-- PROVIDED DATA follows --

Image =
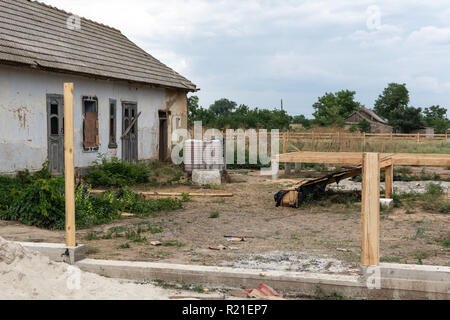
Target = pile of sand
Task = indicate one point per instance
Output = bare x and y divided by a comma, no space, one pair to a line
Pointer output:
26,274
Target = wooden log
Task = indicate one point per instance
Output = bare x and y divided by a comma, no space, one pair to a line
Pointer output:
370,218
69,172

-- PROVIDED DATA concluded --

(REQUIRED WORK):
Only the pictures are to be left out; the rest of the material above should be printed verbatim.

(ANSWER TO THE PROBLEM):
Image =
Target = pile of sand
Task = indicate one point per instance
Output = bare x and y divided by a comma, no space, one pair to a line
Pointer output:
26,274
Target = wooden log
Task = indicate one point per instance
Output = bare x and y divided by a comma, no space, one pair to a line
Pointer output:
370,218
69,172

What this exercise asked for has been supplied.